*Exercise*.
Only the number is needed. Please count the lines below in which the word "instance" occurs.

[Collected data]

-=-=-

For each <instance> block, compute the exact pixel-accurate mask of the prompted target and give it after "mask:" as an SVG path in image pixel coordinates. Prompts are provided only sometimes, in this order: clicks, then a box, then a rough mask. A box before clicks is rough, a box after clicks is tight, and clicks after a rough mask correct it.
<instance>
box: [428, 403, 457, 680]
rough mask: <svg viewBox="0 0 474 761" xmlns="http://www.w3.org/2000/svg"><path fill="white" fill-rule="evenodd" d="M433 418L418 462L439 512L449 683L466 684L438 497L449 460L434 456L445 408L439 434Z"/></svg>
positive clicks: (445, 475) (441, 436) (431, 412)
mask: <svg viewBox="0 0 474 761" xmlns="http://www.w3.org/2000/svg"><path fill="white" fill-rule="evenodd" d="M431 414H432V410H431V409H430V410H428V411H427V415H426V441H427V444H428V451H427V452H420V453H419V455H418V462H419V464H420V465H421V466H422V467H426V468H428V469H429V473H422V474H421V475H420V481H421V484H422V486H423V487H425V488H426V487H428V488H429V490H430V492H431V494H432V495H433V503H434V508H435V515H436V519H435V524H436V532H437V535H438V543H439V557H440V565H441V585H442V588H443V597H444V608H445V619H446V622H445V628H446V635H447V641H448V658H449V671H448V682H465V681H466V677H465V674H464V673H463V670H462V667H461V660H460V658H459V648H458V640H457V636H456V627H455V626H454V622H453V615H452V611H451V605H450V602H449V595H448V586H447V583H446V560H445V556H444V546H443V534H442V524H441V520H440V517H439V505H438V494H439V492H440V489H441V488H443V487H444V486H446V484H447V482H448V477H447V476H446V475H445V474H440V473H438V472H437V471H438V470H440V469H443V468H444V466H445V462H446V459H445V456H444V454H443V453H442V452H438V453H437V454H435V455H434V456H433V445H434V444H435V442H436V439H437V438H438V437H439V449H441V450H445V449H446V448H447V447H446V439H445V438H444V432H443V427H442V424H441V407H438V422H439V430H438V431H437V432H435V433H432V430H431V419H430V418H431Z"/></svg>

-=-=-

*Output of the exercise*.
2